Page =
····················
FERGUSON, ADAM. LL.D., an eminent historian and moral philosopher, was born, in 1724, at Perthshire, of which parish his father was minister. He was the youngest of a numerous family of children, by a lady who was a native of Aberdeenshire. He was educated at the school of Perth, from whence he removed, in October 1739, to the university of St. Andrews, and after obtaining his degree of M.A. he went to Edinburgh to attend the divinity class. The Scottish capital, at this period, seemed justly to merit the appellation, subsequently bestowed by Dr. Johnson, of “a hot-bed of genius;” and soon after his arrival young Ferguson became a member of a philosophical society, which numbered among its members Dr. Robertson, Dr. Blair, Mr. John Home, the author of ‘Douglas,’ Mr. Alexander Carlyle, and other distinguished names. By the influence of Mr. Murray, brother to the celebrated Lord Elibank, Mr. Ferguson obtained the situation of chaplain to the 42d regiment, with which he served in Flanders till the peace of Aix-la-Chapelle, when he returned home on leave of absence. In 1757 he resigned his chaplaincy, and soon after became tutor in the family of the earl of Bute, in which situation he continued for two years.

      In 1759 he was appointed professor of natural philosophy in the university of Edinburgh, which chair he resigned, in 1764, for that of moral philosophy. In 1767 he published his ‘Essay on Civil Society,’ a work which contributed not a little to raise him in public estimation, and the university accordingly hastened to confer on him the degree of LL.D. Soon after this he married a Miss Burnet, the niece of Dr. Black. In 1773 he accompanied the late earl of Chesterfield in his travels on the Continent. After an absence of a year and a half he resumed his former occupations, the chair of moral philosophy having been, in the meantime, filled by Dugald Stewart.
····················
Goal 1 = List every year that the Adam Ferguson biography gives in numerals.
The biography and the records that follow it are unrelated material.
····················
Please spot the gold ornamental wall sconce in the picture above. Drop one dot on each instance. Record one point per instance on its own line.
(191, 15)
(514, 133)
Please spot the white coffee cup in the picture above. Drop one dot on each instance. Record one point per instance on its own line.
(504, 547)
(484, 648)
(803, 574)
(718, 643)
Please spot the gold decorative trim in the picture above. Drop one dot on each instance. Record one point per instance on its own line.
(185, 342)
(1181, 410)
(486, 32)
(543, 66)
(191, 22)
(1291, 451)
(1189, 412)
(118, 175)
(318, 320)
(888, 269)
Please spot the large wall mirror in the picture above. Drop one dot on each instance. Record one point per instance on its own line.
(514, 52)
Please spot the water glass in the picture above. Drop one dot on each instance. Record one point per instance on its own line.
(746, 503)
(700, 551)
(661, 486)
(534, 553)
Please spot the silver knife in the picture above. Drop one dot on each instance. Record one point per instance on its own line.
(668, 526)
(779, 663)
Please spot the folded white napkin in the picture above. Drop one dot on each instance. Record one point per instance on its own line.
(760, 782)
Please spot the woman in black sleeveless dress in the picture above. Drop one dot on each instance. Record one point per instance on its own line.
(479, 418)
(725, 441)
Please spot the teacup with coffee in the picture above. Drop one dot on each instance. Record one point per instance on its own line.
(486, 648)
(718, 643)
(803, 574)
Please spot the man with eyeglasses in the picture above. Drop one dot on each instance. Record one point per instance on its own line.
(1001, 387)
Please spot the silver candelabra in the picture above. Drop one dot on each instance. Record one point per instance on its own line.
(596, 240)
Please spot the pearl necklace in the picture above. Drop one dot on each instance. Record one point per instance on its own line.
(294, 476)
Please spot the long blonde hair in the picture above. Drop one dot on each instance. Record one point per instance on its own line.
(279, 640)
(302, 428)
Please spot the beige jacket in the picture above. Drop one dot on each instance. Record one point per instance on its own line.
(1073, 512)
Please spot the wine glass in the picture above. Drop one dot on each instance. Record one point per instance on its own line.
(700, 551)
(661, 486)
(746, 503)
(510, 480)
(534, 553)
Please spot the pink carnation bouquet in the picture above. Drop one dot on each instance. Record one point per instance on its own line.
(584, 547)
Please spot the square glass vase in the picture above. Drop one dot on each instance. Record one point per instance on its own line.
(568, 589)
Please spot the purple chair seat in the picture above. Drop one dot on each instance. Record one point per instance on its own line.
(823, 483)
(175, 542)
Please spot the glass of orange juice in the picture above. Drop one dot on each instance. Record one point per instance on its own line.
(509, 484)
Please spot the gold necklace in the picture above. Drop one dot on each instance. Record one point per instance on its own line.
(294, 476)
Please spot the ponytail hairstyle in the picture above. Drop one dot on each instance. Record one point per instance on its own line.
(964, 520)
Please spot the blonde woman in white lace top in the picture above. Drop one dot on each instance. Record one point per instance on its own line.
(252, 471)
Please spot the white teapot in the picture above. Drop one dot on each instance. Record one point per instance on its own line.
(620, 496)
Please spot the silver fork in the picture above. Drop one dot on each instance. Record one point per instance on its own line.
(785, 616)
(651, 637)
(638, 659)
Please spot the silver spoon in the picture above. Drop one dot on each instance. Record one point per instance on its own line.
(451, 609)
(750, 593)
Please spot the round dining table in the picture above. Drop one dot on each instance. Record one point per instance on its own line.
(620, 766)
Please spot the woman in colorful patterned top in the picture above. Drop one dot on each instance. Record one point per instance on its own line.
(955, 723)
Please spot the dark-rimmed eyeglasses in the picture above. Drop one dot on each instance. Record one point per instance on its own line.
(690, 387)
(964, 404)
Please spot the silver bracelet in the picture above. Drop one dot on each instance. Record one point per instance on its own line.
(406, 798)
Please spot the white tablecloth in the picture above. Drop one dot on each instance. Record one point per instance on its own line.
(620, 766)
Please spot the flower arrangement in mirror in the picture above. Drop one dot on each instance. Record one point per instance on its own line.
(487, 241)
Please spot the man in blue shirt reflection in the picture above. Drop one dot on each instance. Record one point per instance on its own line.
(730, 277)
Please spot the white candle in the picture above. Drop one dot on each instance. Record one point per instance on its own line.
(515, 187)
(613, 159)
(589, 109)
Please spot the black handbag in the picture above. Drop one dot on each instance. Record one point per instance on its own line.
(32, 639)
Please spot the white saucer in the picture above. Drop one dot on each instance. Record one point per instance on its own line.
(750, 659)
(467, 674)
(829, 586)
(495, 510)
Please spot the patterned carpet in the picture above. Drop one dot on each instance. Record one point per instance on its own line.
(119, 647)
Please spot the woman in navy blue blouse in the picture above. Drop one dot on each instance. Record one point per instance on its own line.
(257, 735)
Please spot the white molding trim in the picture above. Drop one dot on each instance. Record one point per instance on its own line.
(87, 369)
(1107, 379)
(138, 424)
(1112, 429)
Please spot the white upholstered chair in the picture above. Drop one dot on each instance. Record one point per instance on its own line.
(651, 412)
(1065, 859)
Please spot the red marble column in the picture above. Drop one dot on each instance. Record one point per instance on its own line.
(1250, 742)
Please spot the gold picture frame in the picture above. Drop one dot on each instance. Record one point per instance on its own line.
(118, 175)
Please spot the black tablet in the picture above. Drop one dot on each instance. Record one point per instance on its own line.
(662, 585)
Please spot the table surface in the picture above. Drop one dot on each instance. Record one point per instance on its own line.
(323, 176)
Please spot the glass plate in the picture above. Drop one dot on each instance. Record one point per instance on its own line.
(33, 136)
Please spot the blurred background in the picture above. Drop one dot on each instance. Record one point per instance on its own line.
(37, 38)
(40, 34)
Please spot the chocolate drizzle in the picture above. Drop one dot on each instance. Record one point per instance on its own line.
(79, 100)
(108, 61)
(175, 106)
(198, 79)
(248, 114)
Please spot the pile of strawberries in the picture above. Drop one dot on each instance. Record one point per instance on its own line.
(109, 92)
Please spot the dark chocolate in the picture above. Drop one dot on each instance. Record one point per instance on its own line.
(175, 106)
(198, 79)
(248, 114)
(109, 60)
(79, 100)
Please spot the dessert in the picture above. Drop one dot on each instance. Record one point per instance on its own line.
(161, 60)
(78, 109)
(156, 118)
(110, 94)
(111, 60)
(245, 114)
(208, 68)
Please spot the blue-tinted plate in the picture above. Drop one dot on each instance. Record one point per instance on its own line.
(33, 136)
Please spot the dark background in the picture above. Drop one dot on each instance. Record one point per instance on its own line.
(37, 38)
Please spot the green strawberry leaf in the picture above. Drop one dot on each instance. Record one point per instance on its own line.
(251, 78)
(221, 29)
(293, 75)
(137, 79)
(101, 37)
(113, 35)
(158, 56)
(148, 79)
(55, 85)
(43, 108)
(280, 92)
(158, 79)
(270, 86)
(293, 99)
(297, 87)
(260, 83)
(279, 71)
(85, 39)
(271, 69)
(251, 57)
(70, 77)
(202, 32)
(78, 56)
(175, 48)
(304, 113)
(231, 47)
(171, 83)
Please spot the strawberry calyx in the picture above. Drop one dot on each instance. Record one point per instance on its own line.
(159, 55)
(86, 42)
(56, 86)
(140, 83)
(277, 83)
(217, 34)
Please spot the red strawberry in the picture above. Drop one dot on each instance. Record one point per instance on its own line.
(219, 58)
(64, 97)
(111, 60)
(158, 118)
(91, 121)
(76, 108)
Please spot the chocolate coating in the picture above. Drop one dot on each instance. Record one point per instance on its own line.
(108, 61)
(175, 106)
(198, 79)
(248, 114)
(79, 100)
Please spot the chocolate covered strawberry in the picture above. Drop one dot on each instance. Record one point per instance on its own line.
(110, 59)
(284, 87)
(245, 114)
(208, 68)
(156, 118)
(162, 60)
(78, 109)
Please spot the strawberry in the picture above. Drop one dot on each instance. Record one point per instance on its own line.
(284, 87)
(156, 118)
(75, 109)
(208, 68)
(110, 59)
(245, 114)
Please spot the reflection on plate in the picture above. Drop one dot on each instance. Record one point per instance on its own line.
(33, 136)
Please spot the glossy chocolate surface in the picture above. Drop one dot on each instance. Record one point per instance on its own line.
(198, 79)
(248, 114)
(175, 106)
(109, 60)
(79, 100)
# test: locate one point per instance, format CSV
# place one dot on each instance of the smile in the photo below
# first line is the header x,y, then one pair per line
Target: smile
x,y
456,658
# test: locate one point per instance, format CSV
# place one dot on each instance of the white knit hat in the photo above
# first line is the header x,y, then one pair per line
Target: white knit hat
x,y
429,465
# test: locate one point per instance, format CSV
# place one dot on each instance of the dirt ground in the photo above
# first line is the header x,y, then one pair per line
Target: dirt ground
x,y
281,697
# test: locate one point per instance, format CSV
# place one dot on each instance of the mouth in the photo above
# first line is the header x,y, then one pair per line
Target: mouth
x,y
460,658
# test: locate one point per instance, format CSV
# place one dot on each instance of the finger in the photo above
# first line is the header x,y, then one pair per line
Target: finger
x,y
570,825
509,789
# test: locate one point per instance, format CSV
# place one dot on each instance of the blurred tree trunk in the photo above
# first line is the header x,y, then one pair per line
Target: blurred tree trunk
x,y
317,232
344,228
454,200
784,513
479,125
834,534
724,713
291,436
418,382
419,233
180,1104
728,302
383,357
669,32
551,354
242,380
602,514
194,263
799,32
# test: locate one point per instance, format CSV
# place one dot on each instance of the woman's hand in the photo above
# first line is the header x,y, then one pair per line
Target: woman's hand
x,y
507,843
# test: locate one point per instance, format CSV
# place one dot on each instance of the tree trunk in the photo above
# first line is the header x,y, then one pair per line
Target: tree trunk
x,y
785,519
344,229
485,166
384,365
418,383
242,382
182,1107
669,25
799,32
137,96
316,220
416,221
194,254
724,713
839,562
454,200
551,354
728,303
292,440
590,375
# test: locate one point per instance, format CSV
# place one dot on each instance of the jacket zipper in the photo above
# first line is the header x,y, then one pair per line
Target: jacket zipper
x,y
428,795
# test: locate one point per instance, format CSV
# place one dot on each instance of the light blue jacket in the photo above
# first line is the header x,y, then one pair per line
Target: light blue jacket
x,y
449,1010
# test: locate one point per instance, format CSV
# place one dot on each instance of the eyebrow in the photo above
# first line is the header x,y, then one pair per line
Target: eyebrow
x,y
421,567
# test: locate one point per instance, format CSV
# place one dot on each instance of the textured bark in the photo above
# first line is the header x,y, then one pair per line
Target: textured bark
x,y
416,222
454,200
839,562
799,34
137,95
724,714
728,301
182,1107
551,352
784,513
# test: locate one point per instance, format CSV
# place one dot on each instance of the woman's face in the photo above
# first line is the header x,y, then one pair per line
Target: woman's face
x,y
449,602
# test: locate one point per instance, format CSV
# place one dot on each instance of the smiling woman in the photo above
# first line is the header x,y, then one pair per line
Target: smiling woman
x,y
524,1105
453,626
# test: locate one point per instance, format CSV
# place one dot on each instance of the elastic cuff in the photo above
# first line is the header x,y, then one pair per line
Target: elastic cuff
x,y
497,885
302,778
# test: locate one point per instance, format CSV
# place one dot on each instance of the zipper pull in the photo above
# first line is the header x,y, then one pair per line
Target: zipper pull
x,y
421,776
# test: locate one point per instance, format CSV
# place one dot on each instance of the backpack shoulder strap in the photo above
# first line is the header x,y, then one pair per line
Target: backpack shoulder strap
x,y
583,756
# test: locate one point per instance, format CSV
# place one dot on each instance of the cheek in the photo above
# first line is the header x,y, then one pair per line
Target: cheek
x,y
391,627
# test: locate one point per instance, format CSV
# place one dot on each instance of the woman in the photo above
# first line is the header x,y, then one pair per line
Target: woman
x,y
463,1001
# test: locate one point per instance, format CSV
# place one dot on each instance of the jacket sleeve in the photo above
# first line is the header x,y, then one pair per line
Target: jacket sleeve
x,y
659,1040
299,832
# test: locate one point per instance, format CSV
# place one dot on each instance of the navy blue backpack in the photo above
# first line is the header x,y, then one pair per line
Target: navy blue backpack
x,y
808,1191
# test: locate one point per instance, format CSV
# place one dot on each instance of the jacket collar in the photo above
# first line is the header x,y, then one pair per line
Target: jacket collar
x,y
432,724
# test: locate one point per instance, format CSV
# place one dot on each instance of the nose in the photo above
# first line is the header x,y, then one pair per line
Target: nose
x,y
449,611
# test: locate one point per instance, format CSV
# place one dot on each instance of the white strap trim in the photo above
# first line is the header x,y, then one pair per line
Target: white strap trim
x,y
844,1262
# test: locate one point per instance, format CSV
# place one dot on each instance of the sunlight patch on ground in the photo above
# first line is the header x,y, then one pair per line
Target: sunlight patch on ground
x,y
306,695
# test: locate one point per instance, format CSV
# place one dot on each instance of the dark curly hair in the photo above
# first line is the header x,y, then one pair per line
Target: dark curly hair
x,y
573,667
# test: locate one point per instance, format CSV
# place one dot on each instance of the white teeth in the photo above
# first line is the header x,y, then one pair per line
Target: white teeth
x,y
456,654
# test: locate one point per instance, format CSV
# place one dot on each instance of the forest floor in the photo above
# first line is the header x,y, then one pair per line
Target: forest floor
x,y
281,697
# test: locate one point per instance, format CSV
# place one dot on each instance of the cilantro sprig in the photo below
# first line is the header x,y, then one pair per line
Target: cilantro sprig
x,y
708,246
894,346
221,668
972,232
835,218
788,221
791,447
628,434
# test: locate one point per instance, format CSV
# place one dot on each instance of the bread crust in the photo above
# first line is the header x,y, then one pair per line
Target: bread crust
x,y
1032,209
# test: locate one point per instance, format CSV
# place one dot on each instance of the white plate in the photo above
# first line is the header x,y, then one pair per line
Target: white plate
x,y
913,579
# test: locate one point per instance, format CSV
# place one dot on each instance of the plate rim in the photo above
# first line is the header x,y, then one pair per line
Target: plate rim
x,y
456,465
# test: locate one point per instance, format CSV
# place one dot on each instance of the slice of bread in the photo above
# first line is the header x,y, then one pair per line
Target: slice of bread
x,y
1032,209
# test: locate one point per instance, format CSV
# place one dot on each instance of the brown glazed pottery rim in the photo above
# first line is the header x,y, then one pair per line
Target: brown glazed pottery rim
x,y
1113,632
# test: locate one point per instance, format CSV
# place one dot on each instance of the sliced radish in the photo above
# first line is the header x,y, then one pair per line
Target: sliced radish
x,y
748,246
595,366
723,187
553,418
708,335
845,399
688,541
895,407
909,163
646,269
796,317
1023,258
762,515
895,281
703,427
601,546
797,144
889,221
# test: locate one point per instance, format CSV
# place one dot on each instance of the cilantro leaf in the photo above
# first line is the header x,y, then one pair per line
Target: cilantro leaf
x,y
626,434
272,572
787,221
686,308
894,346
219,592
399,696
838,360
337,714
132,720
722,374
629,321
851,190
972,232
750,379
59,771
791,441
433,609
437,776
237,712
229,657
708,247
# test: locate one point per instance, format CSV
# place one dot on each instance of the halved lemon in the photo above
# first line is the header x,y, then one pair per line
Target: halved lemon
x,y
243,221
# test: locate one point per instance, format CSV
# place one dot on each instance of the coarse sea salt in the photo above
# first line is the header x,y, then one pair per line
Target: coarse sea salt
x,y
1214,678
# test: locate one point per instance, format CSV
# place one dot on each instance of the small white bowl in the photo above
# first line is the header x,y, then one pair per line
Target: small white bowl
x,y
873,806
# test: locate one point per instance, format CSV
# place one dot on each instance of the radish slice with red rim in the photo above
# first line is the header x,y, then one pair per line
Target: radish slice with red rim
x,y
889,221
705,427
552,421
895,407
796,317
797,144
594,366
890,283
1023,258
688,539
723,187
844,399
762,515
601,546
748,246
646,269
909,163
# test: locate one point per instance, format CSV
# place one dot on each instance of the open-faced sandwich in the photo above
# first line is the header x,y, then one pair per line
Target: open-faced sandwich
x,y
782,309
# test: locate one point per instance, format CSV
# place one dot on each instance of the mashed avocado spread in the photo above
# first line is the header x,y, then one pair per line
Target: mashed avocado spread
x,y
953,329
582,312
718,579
····················
Goal 2 = Pull out each line of the records that contains the word "blurred", and copy those lines.

Exercise output 1 = 1724, 1739, 1757, 1759, 1764, 1767, 1773

Exercise output 2 =
Please spot the blurred background in the picture above. Drop one dot on each instance. Record one point per instance on its own line.
# place one dot on each instance of the blurred tree trunk in the photo above
Target: blurred tree trunk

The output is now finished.